# EXERCICES PROPOSÉS:
- A) Dans le texte sur le mal et la souffrance, pourquoi le mal devient-il un prétexte à l'action plutôt qu'à l'inaction ? Répondez en une à trois phrases.
- B) Reprenez la rédaction du texte sur le mal et la souffrance à la suite de sa dernière phrase.

# TEXTE DE LA PAGE:
"""

Est-ce qu'il n'y aurait pas, en fin de compte, un petit problème à dire cela ?
Le Père est doux et humble de coeur. Nous le savons parce que Jésus a dit de Lui-même qu'Il était doux et humble de coeur, et que "qui m'a vu a vu le Père".
Donc, dire que la souffrance rend humble revient à dire que de la souffrance procède un bien. Du mal surgit un bien.
Donc le mal a un sens : il va vers le bien.
Donc le mal n'est pas le mal, mais, en quelque sorte, un bien en devenir.
Est-ce qu'on ne saute pas une étape, dans le raisonnement ? Faire du surgissement du bien une conséquence automatique et nécessaire du mal, c'est au final nier l'existence même du mal. Si le mal travaille au salut de tous, il n'est plus le mal, mais le bien. Puisque le salut est le Bien suprême.
N'y a-t-il pas lieu de voir un processus de transformation similaire à celui des sacrements ? Une matière, le mal. Une forme, l'offrande spirituelle. Et un fruit : le salut.
On conserve au mal son caractère de mal, et à la souffrance son non-sens fondamental. Le bien du mal ne peut plus devenir prétexte à l'inaction. Le mal devient au contraire prétexte à l'action, puisque si transformation en bien il doit y avoir, ce n'est que par la rencontre de l'offrande humaine et de la puissance divine. Offrande de sa souffrance propre, offrande de son service auprès des souffrants.

"""

# DONNÉES FOURNIES:
"""

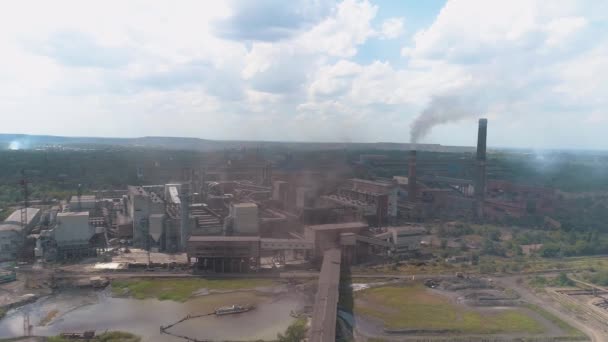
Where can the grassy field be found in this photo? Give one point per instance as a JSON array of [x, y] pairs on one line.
[[181, 289], [413, 307], [111, 336], [492, 264], [570, 330]]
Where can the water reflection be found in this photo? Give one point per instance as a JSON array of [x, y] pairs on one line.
[[89, 310]]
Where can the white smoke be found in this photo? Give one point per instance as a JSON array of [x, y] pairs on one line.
[[440, 110], [14, 145]]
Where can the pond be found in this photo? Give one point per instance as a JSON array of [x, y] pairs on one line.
[[81, 310]]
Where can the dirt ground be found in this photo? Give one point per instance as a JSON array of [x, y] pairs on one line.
[[373, 327]]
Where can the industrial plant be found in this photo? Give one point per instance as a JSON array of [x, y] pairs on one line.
[[249, 213]]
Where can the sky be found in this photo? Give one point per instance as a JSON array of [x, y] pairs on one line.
[[346, 71]]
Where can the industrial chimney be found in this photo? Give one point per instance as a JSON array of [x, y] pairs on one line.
[[411, 177], [480, 179]]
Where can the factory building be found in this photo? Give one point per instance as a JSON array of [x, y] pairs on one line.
[[376, 200], [328, 236], [245, 219], [140, 205], [83, 202], [404, 240], [72, 234], [12, 233]]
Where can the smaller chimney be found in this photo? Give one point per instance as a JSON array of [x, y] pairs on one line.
[[480, 181], [411, 177]]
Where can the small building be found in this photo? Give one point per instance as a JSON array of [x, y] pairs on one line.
[[246, 219], [327, 236], [404, 239], [12, 233], [73, 229], [83, 202], [72, 235], [11, 240], [224, 253]]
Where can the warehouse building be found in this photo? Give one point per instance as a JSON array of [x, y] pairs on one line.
[[12, 233], [244, 219], [72, 235]]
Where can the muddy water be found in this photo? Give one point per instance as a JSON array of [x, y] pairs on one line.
[[89, 310]]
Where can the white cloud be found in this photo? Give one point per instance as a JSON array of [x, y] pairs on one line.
[[392, 28], [271, 71]]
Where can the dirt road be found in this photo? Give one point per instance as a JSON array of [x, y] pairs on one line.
[[595, 332]]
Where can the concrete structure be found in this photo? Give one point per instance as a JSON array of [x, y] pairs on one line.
[[480, 180], [11, 240], [412, 189], [280, 191], [327, 236], [404, 240], [268, 244], [245, 218], [156, 227], [376, 200], [140, 205], [304, 197], [224, 253], [84, 202], [12, 233], [325, 308], [73, 229]]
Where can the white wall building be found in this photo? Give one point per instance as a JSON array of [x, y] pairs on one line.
[[73, 229], [246, 220], [12, 234]]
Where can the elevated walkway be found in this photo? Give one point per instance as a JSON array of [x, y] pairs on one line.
[[325, 309], [373, 241]]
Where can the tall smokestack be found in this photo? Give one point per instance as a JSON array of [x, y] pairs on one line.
[[480, 179], [411, 177]]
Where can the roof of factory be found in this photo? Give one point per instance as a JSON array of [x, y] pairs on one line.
[[73, 213], [10, 226], [15, 217], [83, 198], [220, 238], [379, 182], [245, 205], [137, 190], [339, 226], [409, 230]]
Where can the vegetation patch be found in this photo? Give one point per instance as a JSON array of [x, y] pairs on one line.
[[413, 307], [49, 317], [296, 332], [561, 280], [110, 336], [570, 330], [180, 290]]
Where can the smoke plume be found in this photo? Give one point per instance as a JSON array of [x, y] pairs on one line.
[[441, 109]]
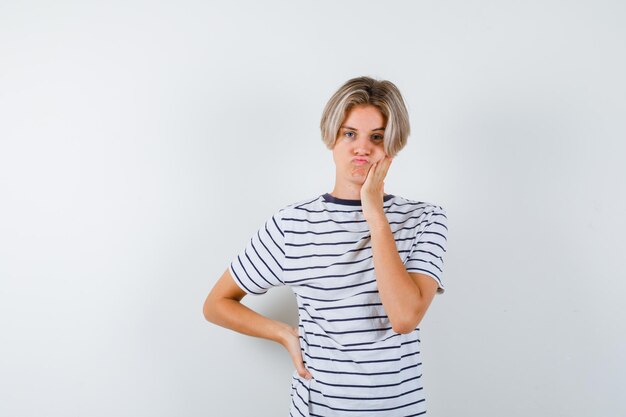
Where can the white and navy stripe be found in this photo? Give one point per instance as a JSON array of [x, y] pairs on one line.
[[321, 248]]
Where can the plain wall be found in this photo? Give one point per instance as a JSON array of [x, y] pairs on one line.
[[143, 143]]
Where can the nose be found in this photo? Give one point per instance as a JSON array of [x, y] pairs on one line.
[[362, 146]]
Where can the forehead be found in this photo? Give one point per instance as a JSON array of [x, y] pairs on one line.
[[364, 115]]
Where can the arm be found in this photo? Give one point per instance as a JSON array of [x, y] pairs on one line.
[[405, 296], [223, 307]]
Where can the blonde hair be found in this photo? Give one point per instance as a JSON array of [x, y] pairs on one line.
[[365, 90]]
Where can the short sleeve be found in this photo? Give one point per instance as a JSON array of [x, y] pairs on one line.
[[259, 266], [430, 246]]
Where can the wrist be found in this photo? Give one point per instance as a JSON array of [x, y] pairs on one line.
[[377, 219]]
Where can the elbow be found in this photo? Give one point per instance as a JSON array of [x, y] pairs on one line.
[[403, 328], [407, 324], [208, 309]]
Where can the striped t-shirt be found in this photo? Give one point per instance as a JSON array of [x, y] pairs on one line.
[[321, 248]]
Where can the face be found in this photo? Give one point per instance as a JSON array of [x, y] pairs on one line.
[[359, 143]]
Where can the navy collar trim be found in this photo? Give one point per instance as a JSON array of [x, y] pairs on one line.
[[331, 199]]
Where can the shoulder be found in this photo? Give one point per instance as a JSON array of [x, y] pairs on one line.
[[425, 208], [311, 204]]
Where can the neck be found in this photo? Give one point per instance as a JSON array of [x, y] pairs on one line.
[[348, 191]]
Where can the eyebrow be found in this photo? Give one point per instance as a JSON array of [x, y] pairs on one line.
[[351, 128]]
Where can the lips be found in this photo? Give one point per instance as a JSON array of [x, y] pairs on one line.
[[360, 161]]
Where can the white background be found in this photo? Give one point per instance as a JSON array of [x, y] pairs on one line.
[[142, 143]]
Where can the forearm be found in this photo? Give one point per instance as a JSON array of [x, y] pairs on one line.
[[234, 315], [399, 293]]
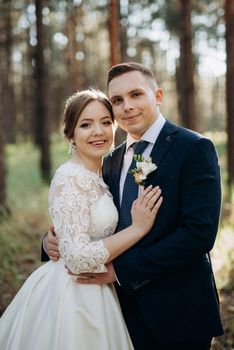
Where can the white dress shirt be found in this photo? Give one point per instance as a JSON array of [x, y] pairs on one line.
[[151, 136]]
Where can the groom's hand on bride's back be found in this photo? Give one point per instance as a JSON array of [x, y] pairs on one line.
[[50, 243]]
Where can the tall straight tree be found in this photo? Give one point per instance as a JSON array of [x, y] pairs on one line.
[[9, 120], [41, 96], [186, 68], [114, 30], [2, 168], [229, 18], [115, 50]]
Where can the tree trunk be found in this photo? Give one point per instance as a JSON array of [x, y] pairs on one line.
[[42, 117], [186, 70], [75, 65], [9, 119], [2, 168], [229, 18], [114, 30]]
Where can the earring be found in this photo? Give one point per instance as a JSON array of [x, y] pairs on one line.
[[71, 148]]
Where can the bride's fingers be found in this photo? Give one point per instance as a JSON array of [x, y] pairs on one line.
[[156, 207], [140, 199], [150, 196], [151, 201]]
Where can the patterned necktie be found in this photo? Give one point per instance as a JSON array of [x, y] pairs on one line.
[[130, 190]]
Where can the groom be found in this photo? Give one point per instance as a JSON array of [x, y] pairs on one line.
[[165, 282]]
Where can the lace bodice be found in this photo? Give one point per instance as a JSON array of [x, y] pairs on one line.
[[83, 212]]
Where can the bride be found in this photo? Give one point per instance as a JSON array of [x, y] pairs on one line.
[[51, 311]]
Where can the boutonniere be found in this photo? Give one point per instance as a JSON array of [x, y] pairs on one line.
[[144, 167]]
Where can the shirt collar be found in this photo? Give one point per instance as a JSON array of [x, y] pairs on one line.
[[150, 135]]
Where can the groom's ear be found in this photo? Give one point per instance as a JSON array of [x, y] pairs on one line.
[[159, 96]]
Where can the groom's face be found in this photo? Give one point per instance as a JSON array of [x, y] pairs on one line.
[[134, 101]]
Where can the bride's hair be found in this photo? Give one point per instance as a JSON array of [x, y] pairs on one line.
[[75, 104]]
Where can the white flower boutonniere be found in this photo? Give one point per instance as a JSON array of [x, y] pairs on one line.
[[144, 167]]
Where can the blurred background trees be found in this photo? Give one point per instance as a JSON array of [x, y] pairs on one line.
[[49, 49]]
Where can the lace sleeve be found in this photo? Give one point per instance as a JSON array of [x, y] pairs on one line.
[[69, 209]]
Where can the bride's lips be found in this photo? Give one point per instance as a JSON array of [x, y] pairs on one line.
[[131, 117], [98, 143]]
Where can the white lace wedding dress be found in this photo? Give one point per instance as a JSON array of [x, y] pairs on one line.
[[52, 311]]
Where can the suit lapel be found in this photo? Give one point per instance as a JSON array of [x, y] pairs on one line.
[[164, 141], [117, 164]]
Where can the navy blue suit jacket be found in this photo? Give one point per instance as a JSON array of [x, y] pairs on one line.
[[167, 290]]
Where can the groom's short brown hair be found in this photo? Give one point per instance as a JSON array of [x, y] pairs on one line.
[[127, 67]]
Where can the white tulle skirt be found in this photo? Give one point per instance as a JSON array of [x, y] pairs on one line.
[[53, 312]]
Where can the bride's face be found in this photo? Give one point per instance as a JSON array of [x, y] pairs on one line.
[[93, 134]]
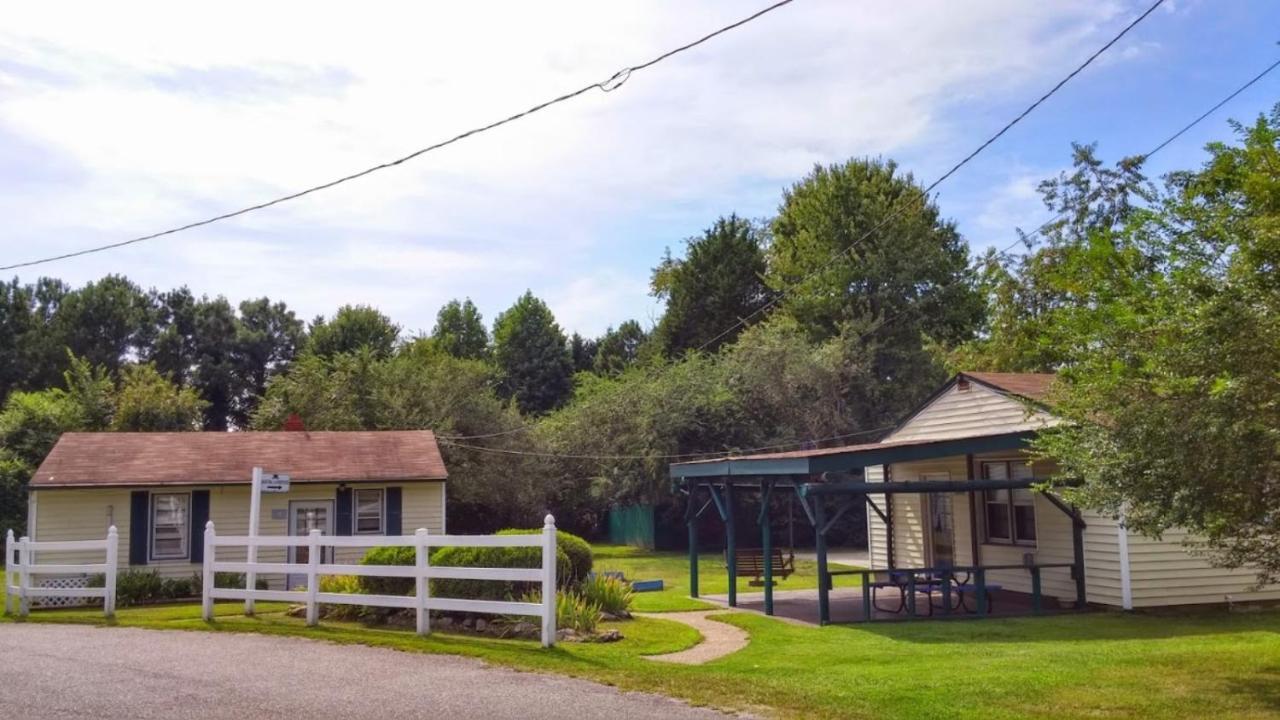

"""

# RÉSULTATS OBTENUS:
- A) Si le mal doit être transformé en bien, cette transformation ne peut se produire que par la rencontre de l'offrande humaine et de la puissance divine. Elle exige donc d'agir, en offrant sa propre souffrance ou son service auprès des souffrants.

- B)
Remède au fatalisme. Rejet de la théologie des amis de Job. Le mal ne peut devenir un bien que si la Vie qui jaillit du sein du Père l'irrigue. Et pour que cette irrigation puisse être, il faut, nécessairement, un agir humain.
Du mal, Dieu fait certes surgir un bien. Mais pas tout seul. Du mal, serait-il peut-être plus exact de dire, Dieu et l'homme font surgir un bien.
En résumé, ce n'est que par grâce que la souffrance rend humble. Et non par elle-même. Par elle-même, elle ne fait qu'endurcir le coeur. Elle rend méchant. Les exemples, d'ailleurs, abondent.
Elle peut rendre humble si on ne lui concède pas la victoire. Les exemples, aussi, abondent. Signe, donc, que l'Esprit souffle où Il veut, et que c'est tel un ouragan qu'Il fut envoyé dans le monde...
Qu'en pensez-vous ?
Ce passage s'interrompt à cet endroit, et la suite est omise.